Stated problem a — Copy the data items word for word, covering only the stretch from the line that contains "Query: wooden wall" through the end of the entries, with both ends included.

Text block —
** START **

Yes, sorry. So that means the derivative of some function is Sx(a−x)? Or does it mean I still need to calculate the derivative and that Sx(a−x) is the original function? –  koloa Feb 19 '13 at 21:40
    
I added the DEs tag, as this relates to differential equations (whether or not the asker realizes it does). (in case anyone wonders why the tag just appeared) –  anorton Feb 19 '13 at 22:22

2 Answers 2

up vote 3 down vote accepted

It means that the amount $x(t)$ is a function of time (makes sense) and tells you that the rate of change of $x$ is a function of $x$ itself.

If the right hand side were a constant, then the rate of change would be constant: every second the amount $x$ would increase by $S$.

I'm sure in Calculus you've already seen examples of functions where the right-hand side depended on $t$. If that were the case, then you could calculate $x(t)$, given the formula for $dx/dt$, by integrating both sides, e.g. finding the area under the curve of $dx/dt$.

Here the situation is a bit different, since the derivative depends on $x$ itself, and not $t$. It takes some getting used to but conceptually, the formula tells you the slope of $x(t)$, given the current value of $x(t)$.

In this particular case, if there is no material ($x=0$) or there is exactly $a$ amount of material, then $dx/dt=0$ and the system is in equilibrium: the slope is 0 and $x$ does not change over time.

** END **

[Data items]
** START **

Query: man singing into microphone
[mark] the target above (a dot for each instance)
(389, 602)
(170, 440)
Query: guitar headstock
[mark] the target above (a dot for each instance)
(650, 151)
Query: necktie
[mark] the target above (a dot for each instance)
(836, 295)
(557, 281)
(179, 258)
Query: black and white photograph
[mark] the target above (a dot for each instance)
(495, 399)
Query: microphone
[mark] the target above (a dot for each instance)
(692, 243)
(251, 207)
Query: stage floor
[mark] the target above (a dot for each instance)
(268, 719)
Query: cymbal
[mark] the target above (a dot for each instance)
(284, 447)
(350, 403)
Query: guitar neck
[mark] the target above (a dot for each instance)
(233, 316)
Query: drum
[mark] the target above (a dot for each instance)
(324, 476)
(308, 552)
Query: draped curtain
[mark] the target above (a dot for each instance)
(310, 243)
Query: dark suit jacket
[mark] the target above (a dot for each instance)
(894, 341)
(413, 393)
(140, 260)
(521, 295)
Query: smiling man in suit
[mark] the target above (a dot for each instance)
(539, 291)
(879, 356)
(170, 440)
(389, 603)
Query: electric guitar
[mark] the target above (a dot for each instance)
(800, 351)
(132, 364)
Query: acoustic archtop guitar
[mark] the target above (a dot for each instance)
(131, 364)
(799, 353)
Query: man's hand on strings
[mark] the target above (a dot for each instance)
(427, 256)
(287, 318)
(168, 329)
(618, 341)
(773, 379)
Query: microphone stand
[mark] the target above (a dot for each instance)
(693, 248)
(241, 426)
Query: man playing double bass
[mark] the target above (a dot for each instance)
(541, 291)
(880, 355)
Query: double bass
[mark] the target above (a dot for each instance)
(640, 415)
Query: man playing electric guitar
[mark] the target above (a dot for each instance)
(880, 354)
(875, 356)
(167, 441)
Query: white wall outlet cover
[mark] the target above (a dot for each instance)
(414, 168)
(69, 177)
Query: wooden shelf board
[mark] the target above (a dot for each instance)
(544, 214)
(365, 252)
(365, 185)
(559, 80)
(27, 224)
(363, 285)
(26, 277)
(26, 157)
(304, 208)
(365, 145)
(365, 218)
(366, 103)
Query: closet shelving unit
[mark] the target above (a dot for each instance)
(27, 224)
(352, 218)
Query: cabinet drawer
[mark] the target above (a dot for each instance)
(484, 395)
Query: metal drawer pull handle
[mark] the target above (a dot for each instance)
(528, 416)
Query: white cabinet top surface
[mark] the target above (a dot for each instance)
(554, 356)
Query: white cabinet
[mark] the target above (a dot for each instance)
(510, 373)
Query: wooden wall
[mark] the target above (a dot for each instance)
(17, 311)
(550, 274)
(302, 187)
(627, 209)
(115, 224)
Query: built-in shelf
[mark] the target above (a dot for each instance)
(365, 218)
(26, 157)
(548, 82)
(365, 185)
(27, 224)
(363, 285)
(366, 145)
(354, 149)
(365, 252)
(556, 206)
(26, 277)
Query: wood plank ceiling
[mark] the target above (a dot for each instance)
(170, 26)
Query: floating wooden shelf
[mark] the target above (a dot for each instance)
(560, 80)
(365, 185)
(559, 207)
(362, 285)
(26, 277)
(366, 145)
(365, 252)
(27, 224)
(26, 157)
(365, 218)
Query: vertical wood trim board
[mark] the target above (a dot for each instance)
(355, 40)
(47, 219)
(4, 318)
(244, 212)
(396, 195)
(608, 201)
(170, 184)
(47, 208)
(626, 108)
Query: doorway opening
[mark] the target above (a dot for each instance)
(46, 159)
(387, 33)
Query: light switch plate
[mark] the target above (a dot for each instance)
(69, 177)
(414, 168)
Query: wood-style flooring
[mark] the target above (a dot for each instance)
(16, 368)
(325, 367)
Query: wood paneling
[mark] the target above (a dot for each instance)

** END **

Stated problem b — Pick up the math discussion about the rate of change of $x$ right after its last sentence and write what comes next.

Exercise answer a —
Query: wooden wall
[mark] the target above (a dot for each instance)
(17, 311)
(550, 274)
(302, 187)
(627, 209)
(115, 224)
Query: built-in shelf
[mark] the target above (a dot for each instance)
(365, 218)
(26, 157)
(548, 82)
(365, 185)
(27, 224)
(363, 285)
(366, 145)
(354, 149)
(365, 252)
(556, 206)
(26, 277)
Query: wood plank ceiling
[mark] the target above (a dot for each instance)
(170, 26)
Query: floating wooden shelf
[mark] the target above (a dot for each instance)
(560, 80)
(365, 185)
(559, 207)
(362, 285)
(26, 277)
(366, 145)
(365, 252)
(27, 224)
(26, 157)
(365, 218)
Query: vertical wood trim board
[mark] the target above (a dot for each instance)
(355, 40)
(47, 219)
(4, 318)
(244, 212)
(396, 195)
(608, 201)
(170, 184)
(47, 208)
(626, 108)
Query: doorway opening
[mark] the target above (a dot for each instance)
(46, 159)
(387, 33)
Query: light switch plate
[mark] the target above (a dot for each instance)
(69, 177)
(414, 168)
Query: wood-style flooring
[mark] the target above (a dot for each instance)
(16, 368)
(325, 367)
Query: wood paneling
[mark] the target above (a dot for each instance)

Exercise answer b —
If $x$ is between 0 and $a$, then $dx/dt$ is positive and $x$ will increase over time. As $x$ increases and approaches $a$, the rate of increase decreases.

If $x$ is over $a$, then $dx/dt$ is negative and $x$ decreases over time towards $a$.

The maximum increase will occur when $Sx(a-x)$ is most positive; you can find the value of $x$ as usual, by taking the derivative of $Sx(a-x)$ with respect to $x$ and setting it equal to zero.

The equation $dx/dt = Sx(t)[a-x(t)]$ is called an ordinary differential equation and given the initial value of $x$ at time 0, $x(0)$, you can solve it for the function $x(t)$ which gives $x$ at all times, although you have probably not learned the techniques yet. Here are some plots of $x(t)$ for $S=1$, $a=1$, and several different values of $x(0)$:

enter image description here

You can see the main characteristics of the system here, namely, that $x$ either decreases or increases towards $a$ depending on where it starts.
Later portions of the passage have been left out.